Exercise data »
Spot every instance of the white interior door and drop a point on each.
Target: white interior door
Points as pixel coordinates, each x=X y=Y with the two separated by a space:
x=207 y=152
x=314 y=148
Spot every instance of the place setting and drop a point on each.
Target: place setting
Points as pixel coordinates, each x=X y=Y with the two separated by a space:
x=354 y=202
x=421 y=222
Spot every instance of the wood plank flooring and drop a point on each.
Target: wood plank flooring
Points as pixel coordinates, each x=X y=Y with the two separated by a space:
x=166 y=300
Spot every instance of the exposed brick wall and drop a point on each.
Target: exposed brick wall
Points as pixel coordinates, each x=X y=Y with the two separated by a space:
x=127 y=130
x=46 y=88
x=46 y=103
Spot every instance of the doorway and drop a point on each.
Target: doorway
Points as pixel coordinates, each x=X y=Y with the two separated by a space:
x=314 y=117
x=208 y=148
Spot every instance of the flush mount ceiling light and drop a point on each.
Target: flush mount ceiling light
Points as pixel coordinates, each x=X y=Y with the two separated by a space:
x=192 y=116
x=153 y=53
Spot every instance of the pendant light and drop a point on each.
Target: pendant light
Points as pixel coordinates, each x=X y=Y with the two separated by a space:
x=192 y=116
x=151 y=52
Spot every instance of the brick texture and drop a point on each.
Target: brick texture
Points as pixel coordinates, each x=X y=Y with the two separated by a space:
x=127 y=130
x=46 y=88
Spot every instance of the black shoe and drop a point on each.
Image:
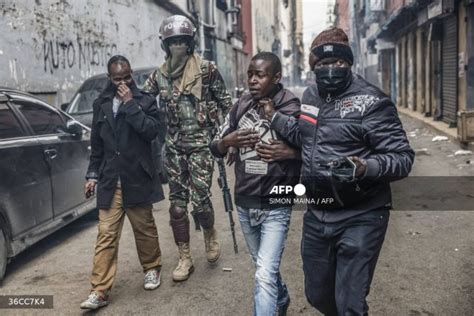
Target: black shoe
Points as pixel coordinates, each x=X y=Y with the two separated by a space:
x=284 y=308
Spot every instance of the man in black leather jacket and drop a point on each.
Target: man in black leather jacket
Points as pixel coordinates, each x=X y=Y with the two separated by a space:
x=353 y=145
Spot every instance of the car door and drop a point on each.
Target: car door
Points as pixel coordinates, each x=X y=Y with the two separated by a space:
x=25 y=186
x=66 y=154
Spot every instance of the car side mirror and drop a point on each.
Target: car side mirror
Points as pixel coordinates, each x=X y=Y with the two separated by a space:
x=74 y=128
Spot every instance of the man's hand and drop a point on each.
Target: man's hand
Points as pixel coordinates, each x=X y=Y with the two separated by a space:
x=124 y=93
x=268 y=108
x=89 y=188
x=276 y=150
x=241 y=138
x=231 y=155
x=361 y=165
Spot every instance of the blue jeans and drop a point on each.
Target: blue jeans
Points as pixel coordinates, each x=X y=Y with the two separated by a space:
x=266 y=242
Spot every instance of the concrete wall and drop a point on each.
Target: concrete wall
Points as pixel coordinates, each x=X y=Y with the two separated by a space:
x=51 y=46
x=263 y=15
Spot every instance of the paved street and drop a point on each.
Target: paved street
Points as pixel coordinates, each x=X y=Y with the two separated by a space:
x=425 y=268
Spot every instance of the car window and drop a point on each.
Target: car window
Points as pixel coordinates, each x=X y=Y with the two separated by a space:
x=43 y=121
x=140 y=78
x=83 y=100
x=9 y=125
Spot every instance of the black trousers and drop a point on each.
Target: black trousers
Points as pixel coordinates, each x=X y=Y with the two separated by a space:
x=339 y=261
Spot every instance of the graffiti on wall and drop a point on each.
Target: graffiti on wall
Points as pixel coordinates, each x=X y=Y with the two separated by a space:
x=79 y=54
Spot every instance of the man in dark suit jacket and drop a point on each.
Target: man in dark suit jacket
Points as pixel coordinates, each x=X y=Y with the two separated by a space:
x=124 y=124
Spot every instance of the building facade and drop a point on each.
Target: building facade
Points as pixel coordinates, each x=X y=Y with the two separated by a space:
x=420 y=52
x=48 y=48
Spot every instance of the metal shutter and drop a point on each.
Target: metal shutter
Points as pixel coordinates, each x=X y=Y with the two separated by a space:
x=450 y=70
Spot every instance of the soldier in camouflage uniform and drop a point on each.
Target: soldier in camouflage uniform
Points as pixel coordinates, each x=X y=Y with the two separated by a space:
x=193 y=91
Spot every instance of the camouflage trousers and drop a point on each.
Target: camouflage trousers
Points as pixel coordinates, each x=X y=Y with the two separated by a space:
x=190 y=166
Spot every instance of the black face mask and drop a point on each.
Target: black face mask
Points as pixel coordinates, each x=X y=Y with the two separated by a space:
x=332 y=80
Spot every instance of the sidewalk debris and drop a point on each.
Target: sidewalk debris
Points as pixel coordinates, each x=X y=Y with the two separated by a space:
x=439 y=138
x=422 y=151
x=463 y=153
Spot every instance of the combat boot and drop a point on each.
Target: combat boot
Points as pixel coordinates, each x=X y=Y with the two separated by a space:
x=185 y=265
x=213 y=249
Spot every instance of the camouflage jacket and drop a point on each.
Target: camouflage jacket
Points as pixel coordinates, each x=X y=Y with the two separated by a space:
x=215 y=99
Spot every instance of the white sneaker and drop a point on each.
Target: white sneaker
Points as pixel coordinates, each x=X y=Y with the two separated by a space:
x=152 y=279
x=94 y=301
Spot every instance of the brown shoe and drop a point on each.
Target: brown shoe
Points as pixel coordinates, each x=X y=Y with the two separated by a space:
x=185 y=265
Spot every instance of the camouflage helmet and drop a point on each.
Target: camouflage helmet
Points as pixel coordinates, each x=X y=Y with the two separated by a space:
x=176 y=25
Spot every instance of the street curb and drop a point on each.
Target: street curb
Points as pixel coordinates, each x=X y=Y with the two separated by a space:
x=437 y=126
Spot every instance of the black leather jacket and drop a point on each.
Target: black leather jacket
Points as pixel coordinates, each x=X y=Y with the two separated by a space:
x=362 y=121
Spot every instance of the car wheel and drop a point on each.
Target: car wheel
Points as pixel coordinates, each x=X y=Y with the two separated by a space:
x=3 y=254
x=163 y=173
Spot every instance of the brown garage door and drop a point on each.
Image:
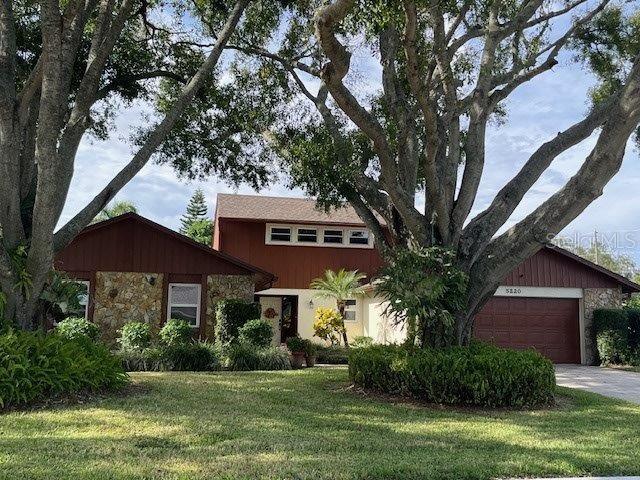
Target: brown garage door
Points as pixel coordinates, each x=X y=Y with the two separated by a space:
x=550 y=325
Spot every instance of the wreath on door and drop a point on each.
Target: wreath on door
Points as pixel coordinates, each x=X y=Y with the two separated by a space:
x=270 y=313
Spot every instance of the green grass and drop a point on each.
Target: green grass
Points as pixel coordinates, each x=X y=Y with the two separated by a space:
x=305 y=424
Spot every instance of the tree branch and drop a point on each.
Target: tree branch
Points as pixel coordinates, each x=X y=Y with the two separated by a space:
x=156 y=137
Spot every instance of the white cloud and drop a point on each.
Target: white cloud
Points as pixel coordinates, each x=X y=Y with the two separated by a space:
x=536 y=112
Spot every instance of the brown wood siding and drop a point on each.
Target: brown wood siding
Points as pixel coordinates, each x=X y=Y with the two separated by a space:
x=552 y=269
x=132 y=246
x=295 y=266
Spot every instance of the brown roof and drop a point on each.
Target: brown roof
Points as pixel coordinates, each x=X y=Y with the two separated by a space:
x=281 y=209
x=264 y=277
x=628 y=286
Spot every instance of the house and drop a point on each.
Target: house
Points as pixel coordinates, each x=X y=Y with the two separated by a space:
x=136 y=270
x=547 y=302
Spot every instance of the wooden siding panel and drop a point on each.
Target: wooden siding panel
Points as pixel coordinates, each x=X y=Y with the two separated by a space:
x=551 y=269
x=132 y=246
x=295 y=266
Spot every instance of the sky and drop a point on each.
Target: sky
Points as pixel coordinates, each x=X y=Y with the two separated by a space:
x=536 y=112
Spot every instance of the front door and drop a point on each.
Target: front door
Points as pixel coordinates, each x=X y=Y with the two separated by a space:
x=289 y=318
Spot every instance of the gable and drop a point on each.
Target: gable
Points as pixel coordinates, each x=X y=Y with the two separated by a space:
x=133 y=244
x=555 y=267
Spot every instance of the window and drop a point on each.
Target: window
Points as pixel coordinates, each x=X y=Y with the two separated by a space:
x=307 y=235
x=359 y=237
x=280 y=234
x=350 y=311
x=327 y=236
x=332 y=236
x=83 y=301
x=184 y=303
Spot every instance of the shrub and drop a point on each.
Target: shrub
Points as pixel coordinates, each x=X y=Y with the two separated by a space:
x=479 y=375
x=310 y=348
x=295 y=344
x=361 y=342
x=230 y=316
x=191 y=357
x=611 y=327
x=633 y=316
x=243 y=356
x=258 y=332
x=422 y=287
x=176 y=332
x=135 y=336
x=613 y=348
x=74 y=328
x=333 y=355
x=34 y=366
x=145 y=360
x=328 y=325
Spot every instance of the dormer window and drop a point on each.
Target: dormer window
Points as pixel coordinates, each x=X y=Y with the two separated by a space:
x=280 y=234
x=359 y=237
x=329 y=236
x=307 y=235
x=333 y=236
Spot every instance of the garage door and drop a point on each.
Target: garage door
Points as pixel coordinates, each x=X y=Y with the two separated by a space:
x=550 y=325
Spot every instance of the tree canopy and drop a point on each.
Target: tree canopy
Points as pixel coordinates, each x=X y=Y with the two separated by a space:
x=68 y=69
x=115 y=209
x=447 y=71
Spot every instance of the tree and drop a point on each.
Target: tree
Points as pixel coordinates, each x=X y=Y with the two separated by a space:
x=201 y=231
x=340 y=286
x=115 y=209
x=196 y=210
x=65 y=69
x=448 y=69
x=196 y=223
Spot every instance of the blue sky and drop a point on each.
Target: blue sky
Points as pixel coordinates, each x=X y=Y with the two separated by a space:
x=536 y=112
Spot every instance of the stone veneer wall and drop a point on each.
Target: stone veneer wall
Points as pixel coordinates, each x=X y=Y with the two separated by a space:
x=224 y=287
x=122 y=297
x=593 y=299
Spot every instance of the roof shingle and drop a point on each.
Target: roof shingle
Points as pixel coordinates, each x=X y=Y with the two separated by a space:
x=281 y=209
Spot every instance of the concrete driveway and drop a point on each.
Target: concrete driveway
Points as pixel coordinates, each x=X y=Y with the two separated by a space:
x=605 y=381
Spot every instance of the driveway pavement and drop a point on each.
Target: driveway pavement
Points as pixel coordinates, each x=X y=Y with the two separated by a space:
x=605 y=381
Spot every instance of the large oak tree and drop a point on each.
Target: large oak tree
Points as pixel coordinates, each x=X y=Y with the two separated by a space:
x=447 y=70
x=67 y=69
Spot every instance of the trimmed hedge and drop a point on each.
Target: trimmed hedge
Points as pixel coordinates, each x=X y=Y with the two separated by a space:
x=135 y=336
x=175 y=332
x=246 y=357
x=192 y=357
x=35 y=366
x=479 y=375
x=231 y=315
x=258 y=332
x=74 y=328
x=617 y=335
x=332 y=355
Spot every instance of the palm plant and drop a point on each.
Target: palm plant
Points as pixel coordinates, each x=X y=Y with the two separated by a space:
x=341 y=286
x=115 y=209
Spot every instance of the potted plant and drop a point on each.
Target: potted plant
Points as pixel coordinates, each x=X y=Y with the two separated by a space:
x=296 y=346
x=310 y=353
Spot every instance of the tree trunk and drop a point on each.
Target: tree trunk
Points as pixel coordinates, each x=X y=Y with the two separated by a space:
x=341 y=308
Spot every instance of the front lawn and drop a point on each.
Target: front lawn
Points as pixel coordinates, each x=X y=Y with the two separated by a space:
x=305 y=424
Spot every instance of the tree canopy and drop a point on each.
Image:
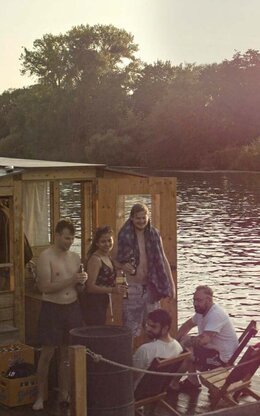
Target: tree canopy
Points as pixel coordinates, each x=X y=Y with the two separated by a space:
x=94 y=101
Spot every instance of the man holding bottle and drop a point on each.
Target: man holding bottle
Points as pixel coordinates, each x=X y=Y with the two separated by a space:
x=59 y=273
x=141 y=256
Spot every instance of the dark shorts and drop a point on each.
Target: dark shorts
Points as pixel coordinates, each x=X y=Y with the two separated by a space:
x=94 y=308
x=207 y=359
x=55 y=322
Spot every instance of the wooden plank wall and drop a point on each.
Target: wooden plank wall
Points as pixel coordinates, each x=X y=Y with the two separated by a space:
x=163 y=191
x=19 y=286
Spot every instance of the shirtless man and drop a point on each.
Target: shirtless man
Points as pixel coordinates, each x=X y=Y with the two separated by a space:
x=58 y=275
x=141 y=256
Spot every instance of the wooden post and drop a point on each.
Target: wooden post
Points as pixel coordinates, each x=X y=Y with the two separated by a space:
x=18 y=253
x=78 y=380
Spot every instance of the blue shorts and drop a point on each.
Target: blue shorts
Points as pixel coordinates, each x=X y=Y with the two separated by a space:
x=56 y=320
x=136 y=308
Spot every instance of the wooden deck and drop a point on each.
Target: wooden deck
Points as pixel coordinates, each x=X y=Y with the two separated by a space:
x=188 y=404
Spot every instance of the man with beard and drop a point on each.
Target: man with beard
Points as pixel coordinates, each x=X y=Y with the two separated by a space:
x=216 y=340
x=162 y=345
x=140 y=254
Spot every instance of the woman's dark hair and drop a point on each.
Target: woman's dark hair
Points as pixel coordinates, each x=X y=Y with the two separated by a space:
x=106 y=229
x=138 y=208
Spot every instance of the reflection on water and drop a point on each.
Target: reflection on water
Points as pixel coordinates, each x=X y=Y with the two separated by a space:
x=218 y=240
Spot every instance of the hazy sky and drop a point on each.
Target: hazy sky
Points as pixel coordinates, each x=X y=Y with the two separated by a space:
x=201 y=31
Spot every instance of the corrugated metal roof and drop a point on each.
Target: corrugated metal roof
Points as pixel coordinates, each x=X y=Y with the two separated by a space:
x=31 y=163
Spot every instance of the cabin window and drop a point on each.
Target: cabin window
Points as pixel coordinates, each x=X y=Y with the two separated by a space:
x=70 y=207
x=36 y=197
x=5 y=247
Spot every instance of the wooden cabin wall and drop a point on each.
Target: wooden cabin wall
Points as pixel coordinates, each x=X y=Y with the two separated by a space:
x=163 y=192
x=18 y=234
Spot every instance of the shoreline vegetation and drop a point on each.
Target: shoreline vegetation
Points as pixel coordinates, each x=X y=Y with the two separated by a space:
x=95 y=102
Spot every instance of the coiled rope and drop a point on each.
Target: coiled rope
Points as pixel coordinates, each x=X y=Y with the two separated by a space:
x=99 y=357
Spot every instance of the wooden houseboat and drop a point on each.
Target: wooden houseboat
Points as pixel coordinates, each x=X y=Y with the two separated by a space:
x=32 y=201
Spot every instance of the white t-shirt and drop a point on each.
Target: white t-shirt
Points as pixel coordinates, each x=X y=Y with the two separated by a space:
x=217 y=320
x=145 y=354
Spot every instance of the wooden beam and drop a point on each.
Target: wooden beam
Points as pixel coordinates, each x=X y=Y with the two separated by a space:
x=86 y=216
x=6 y=191
x=55 y=205
x=18 y=253
x=78 y=379
x=75 y=174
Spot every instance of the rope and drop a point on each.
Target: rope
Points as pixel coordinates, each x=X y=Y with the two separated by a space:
x=99 y=357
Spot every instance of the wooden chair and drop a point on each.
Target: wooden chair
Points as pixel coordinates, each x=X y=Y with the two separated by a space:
x=229 y=384
x=248 y=333
x=152 y=389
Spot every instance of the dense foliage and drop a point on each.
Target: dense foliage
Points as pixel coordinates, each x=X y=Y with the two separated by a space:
x=95 y=102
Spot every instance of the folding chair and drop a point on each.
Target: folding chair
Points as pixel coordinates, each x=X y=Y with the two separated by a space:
x=229 y=384
x=152 y=389
x=248 y=333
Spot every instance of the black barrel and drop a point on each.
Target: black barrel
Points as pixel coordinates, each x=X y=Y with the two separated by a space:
x=109 y=388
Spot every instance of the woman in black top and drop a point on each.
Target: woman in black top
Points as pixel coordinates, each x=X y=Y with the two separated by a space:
x=101 y=278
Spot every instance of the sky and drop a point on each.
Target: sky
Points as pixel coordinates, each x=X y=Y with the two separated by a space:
x=182 y=31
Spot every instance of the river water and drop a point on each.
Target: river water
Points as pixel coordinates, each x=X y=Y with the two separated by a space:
x=218 y=237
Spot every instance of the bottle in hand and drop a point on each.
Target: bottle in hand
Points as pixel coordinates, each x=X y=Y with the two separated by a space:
x=121 y=280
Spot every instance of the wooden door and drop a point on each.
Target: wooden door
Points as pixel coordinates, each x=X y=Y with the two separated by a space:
x=111 y=196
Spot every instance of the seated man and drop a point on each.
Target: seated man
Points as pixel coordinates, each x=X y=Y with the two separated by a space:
x=162 y=345
x=217 y=339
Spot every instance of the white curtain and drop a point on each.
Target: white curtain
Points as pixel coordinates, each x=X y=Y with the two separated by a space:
x=36 y=203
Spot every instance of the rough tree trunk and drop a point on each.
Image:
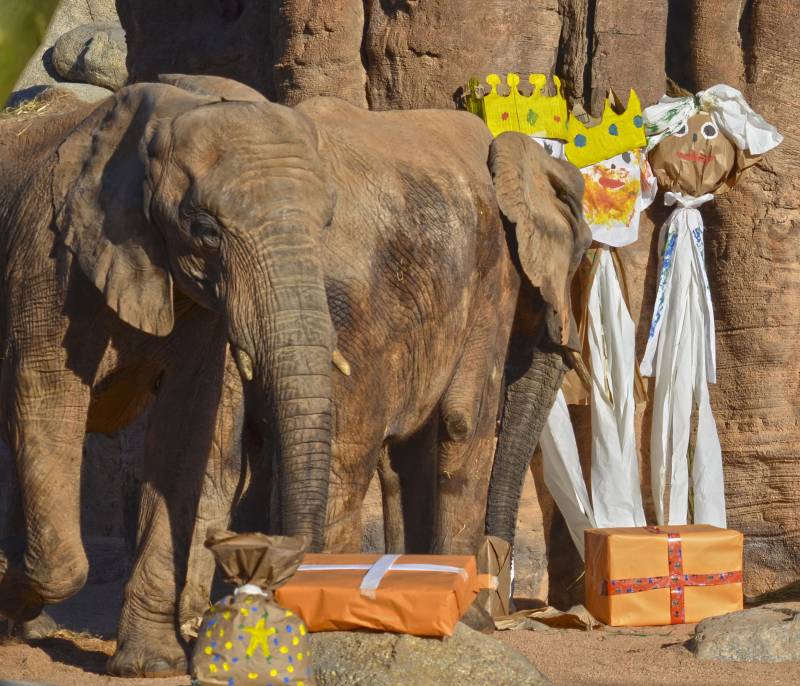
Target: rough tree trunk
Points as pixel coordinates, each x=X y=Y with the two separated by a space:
x=419 y=53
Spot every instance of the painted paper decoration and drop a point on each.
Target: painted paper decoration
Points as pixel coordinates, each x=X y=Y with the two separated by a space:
x=699 y=147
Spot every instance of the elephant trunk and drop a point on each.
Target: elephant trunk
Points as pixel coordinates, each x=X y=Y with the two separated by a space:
x=286 y=351
x=528 y=401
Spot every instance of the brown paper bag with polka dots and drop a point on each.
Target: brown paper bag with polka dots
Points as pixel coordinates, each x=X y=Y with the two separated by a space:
x=247 y=639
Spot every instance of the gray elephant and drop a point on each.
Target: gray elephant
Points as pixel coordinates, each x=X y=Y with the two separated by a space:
x=154 y=229
x=440 y=238
x=136 y=247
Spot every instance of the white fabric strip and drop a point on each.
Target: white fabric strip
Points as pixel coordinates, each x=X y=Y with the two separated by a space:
x=249 y=589
x=681 y=354
x=562 y=472
x=616 y=490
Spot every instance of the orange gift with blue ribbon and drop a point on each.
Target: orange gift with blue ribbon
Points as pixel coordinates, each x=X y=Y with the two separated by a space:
x=651 y=576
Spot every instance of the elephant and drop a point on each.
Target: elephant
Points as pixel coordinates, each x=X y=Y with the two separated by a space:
x=141 y=266
x=435 y=248
x=398 y=245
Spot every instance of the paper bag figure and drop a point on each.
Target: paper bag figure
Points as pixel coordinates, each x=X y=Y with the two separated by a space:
x=247 y=638
x=699 y=147
x=618 y=186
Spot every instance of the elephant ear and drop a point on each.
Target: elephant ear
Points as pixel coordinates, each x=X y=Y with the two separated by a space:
x=215 y=86
x=101 y=188
x=542 y=198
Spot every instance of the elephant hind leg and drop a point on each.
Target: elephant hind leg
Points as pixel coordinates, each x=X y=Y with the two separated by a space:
x=464 y=463
x=353 y=465
x=184 y=428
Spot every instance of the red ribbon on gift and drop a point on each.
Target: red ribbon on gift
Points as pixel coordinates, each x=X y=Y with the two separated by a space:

What is being asked »
Return only the stretch of the material above from the line holding "Target: white t-shirt" through the line holding "Target: wooden beam", copied exactly.

Result »
Target: white t-shirt
Points as pixel coordinates, each x=X y=Y with the two separated by a space:
x=217 y=320
x=145 y=354
Spot every instance of the wooden beam and drop a point on each.
Target: wooden beam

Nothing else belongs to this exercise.